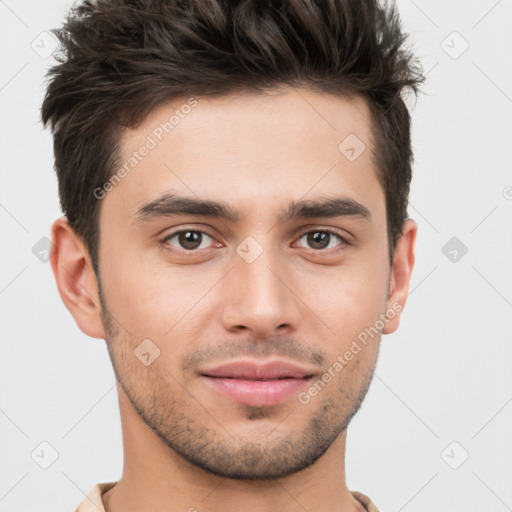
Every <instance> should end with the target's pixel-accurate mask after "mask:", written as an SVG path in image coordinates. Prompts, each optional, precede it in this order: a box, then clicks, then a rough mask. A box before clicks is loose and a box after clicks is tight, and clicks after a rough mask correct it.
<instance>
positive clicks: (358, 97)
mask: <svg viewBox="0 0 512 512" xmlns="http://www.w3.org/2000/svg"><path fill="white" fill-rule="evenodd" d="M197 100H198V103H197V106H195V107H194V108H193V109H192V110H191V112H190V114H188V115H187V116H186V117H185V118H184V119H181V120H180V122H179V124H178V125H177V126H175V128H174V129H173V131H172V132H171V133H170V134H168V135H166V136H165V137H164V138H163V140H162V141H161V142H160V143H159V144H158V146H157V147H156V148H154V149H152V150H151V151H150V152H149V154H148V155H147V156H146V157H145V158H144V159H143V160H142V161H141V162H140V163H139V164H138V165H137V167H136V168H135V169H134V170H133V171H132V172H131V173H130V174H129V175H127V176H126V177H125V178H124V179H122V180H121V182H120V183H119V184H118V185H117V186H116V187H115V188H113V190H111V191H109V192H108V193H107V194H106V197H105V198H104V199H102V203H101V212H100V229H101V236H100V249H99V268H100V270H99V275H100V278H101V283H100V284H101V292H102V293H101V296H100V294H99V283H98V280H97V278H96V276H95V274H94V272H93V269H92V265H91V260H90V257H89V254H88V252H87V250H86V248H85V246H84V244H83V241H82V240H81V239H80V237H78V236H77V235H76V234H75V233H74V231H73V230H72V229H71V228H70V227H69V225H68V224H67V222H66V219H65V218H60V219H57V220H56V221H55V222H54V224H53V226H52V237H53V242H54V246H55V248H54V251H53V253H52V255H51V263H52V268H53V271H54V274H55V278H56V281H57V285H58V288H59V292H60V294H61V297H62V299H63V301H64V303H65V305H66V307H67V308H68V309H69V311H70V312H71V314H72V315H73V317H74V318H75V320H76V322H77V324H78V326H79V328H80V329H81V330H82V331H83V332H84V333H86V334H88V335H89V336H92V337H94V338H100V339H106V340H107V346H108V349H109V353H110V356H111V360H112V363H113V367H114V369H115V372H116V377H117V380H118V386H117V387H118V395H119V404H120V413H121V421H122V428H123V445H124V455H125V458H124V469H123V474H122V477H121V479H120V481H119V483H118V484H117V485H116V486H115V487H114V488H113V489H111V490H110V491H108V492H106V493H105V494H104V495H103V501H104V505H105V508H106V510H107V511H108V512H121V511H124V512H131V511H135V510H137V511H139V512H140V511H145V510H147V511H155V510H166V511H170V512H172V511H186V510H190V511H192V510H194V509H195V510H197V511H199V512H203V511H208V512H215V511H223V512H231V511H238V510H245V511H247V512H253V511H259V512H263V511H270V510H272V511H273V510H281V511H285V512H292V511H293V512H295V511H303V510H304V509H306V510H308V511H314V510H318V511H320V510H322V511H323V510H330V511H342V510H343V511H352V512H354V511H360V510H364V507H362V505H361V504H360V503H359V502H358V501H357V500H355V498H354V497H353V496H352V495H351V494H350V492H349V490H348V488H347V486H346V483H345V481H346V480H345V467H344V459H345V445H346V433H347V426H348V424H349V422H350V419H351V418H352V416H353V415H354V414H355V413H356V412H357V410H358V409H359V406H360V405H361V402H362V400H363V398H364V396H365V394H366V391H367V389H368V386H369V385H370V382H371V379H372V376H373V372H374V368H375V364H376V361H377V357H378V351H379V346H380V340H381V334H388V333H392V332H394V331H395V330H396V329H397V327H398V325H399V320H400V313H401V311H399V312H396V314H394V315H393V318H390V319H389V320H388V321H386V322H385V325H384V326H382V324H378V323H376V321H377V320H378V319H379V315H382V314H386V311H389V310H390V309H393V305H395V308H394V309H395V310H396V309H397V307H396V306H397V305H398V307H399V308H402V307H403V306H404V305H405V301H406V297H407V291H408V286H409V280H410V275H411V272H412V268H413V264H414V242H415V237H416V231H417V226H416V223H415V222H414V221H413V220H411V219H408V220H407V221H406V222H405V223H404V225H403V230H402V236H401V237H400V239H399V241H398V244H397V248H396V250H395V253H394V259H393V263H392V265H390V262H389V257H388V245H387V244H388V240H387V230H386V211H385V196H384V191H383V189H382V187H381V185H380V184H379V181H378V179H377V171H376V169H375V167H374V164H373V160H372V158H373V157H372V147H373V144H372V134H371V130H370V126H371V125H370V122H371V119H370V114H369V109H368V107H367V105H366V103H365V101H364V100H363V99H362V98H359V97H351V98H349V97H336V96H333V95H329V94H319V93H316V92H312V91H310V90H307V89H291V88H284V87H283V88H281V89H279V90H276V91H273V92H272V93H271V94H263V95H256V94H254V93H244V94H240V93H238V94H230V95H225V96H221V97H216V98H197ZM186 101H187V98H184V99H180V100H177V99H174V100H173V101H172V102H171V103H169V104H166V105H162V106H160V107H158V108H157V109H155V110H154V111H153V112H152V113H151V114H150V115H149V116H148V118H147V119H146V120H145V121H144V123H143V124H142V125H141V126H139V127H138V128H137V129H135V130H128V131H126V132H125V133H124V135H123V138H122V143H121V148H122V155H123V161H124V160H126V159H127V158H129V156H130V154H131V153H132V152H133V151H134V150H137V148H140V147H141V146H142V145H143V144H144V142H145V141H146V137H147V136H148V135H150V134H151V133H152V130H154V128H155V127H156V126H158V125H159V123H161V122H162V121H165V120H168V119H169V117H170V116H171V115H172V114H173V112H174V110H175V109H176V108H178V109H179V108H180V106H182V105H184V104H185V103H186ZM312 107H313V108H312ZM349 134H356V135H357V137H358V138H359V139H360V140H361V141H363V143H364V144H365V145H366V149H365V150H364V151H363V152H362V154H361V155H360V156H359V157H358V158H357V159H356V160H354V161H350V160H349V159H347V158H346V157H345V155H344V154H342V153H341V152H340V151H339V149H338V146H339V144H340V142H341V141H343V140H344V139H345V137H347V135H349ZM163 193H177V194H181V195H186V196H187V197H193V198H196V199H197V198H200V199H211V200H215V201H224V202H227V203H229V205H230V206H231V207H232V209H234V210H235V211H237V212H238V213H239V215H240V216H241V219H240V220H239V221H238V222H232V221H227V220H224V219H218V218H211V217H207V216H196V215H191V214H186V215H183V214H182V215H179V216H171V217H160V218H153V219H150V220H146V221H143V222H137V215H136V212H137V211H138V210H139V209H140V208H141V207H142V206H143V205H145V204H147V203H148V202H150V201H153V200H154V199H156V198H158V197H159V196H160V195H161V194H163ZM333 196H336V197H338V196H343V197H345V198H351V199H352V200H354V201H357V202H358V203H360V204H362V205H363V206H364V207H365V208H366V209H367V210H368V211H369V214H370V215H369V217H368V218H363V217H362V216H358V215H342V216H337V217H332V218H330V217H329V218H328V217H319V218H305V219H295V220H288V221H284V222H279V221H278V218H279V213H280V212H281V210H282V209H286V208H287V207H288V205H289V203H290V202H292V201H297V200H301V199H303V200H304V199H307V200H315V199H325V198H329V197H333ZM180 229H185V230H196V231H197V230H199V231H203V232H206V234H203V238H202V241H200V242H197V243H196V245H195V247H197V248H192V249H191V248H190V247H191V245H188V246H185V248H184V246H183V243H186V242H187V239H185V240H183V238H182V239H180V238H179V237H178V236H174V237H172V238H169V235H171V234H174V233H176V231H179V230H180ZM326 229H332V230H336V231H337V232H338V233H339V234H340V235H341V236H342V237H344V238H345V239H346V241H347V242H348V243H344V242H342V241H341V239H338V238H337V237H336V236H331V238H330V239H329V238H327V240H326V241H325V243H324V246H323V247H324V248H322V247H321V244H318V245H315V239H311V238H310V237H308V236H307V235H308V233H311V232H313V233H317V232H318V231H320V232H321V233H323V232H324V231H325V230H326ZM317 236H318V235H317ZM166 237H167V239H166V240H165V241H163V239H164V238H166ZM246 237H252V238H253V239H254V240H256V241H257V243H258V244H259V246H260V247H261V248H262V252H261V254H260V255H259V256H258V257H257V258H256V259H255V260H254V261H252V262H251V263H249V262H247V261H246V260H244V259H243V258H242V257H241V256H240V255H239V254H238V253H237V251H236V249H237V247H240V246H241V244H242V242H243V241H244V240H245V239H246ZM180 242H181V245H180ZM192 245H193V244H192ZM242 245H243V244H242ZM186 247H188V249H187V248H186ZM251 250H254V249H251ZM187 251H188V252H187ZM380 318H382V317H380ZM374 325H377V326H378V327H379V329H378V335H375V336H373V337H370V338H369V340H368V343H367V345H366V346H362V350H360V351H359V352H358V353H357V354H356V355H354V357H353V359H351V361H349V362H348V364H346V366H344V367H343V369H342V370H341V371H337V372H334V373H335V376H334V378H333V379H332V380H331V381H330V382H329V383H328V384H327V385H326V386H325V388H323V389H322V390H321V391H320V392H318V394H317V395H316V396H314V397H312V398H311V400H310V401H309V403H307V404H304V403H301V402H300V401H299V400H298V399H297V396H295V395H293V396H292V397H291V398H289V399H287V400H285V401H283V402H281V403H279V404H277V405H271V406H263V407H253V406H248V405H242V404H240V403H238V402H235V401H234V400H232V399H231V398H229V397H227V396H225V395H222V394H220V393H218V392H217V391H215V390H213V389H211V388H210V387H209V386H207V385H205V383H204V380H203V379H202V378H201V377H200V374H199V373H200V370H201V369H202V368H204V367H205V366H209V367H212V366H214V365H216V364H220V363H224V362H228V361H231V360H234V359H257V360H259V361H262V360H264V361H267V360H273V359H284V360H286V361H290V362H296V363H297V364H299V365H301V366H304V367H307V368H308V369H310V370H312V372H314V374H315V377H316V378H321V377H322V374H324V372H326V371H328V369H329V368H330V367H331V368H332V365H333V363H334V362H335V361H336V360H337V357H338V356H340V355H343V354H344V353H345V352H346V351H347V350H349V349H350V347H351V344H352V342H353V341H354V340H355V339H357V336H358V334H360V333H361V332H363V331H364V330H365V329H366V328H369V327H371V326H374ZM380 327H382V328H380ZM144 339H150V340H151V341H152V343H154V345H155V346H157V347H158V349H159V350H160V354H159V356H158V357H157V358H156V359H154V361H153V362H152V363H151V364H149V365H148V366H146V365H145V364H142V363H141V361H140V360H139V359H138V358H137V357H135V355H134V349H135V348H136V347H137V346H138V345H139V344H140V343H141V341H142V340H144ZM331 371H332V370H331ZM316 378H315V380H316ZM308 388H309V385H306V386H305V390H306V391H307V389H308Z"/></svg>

==

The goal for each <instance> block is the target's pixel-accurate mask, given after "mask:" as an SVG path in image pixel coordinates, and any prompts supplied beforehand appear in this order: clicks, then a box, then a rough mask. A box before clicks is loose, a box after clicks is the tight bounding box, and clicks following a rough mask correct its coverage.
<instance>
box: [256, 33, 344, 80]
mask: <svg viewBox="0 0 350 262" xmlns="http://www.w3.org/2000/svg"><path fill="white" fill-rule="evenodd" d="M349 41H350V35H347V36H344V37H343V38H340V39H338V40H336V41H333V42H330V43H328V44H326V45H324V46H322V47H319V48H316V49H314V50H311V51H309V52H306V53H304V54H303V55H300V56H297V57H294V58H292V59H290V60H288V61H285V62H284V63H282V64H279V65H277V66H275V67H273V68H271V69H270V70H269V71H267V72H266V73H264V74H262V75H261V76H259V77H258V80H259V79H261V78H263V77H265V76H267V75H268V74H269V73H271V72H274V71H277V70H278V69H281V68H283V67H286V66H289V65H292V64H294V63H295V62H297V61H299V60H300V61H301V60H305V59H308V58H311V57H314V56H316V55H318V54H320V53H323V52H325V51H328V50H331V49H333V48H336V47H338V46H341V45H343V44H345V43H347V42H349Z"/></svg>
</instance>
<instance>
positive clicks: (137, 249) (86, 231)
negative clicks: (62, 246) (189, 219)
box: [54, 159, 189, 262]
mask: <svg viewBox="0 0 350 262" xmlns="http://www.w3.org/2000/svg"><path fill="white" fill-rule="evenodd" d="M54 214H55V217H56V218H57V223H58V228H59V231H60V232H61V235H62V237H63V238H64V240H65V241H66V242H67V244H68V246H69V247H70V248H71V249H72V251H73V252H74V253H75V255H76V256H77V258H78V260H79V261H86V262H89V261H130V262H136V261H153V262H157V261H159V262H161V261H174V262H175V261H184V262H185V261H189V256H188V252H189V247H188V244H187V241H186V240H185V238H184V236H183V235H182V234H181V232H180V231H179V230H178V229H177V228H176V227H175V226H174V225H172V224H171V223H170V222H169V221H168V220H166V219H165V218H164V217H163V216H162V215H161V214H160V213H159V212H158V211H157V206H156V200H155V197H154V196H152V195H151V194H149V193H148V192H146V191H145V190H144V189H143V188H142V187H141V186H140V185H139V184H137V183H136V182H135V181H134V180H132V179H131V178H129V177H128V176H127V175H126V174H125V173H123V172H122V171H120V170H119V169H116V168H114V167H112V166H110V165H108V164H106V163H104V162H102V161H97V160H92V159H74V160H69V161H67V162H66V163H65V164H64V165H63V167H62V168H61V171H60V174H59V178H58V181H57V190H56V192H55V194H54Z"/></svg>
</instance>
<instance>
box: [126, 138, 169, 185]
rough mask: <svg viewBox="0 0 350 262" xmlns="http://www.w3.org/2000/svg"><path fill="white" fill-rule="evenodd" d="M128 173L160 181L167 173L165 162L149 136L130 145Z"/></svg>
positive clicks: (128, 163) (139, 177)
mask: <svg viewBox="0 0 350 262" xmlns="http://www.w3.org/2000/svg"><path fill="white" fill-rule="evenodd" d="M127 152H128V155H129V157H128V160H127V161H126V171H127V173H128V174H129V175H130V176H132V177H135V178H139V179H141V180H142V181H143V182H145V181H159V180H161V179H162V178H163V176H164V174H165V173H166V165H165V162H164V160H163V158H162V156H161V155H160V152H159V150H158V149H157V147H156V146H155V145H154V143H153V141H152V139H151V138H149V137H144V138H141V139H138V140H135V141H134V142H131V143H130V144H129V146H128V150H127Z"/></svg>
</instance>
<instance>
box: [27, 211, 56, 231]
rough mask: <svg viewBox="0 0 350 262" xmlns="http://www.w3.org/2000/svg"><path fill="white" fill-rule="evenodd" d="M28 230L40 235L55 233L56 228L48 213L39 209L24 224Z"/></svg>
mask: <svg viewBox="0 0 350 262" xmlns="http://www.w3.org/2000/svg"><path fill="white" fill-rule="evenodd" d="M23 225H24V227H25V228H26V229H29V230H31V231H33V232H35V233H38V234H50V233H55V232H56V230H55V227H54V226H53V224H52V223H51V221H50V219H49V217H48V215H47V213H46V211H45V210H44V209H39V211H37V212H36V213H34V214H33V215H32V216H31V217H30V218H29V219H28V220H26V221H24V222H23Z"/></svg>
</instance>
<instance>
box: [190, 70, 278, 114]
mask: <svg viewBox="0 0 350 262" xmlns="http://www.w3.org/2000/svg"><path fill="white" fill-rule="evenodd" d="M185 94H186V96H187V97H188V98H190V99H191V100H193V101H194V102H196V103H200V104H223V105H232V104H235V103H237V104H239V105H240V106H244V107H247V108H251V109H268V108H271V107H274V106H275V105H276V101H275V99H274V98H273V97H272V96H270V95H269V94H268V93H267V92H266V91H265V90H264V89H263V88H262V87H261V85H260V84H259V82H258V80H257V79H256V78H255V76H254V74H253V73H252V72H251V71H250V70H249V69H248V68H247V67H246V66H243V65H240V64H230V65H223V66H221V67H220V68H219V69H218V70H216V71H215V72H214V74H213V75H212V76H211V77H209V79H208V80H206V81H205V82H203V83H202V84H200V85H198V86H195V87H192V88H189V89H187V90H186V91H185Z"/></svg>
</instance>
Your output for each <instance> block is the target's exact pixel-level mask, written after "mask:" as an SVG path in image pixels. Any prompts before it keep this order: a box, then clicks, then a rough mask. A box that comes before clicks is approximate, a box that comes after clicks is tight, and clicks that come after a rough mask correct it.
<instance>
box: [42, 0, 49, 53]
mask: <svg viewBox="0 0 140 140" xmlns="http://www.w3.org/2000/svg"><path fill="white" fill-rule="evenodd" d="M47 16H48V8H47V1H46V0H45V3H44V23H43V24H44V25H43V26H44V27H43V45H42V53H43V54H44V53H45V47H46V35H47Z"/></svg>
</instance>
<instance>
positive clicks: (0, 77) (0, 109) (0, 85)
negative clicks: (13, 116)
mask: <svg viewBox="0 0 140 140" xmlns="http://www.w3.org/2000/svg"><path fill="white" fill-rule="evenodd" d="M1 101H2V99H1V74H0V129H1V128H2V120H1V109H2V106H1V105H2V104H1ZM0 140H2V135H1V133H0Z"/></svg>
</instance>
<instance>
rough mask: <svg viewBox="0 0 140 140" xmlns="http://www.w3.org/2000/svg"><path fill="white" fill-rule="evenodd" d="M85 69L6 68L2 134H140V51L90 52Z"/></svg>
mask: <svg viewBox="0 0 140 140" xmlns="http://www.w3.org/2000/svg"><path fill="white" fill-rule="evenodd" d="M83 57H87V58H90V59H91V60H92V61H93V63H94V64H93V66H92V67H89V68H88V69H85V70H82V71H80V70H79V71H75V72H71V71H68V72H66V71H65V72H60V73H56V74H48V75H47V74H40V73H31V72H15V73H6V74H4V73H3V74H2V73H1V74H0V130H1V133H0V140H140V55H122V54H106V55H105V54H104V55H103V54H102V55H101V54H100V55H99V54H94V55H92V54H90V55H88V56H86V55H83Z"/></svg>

Tarea a realizar: Reproduce tal cual las líneas que van desde la que contiene "Every <instance> should" hasta la que contiene "positive clicks: (358, 97)", ambas incluidas.

Espacio de respuesta:
Every <instance> should end with the target's pixel-accurate mask after "mask:", written as an SVG path in image coordinates. Prompts, each optional, precede it in this order: a box, then clicks, then a rough mask. A box before clicks is loose and a box after clicks is tight, and clicks after a rough mask correct it.
<instance>
positive clicks: (358, 97)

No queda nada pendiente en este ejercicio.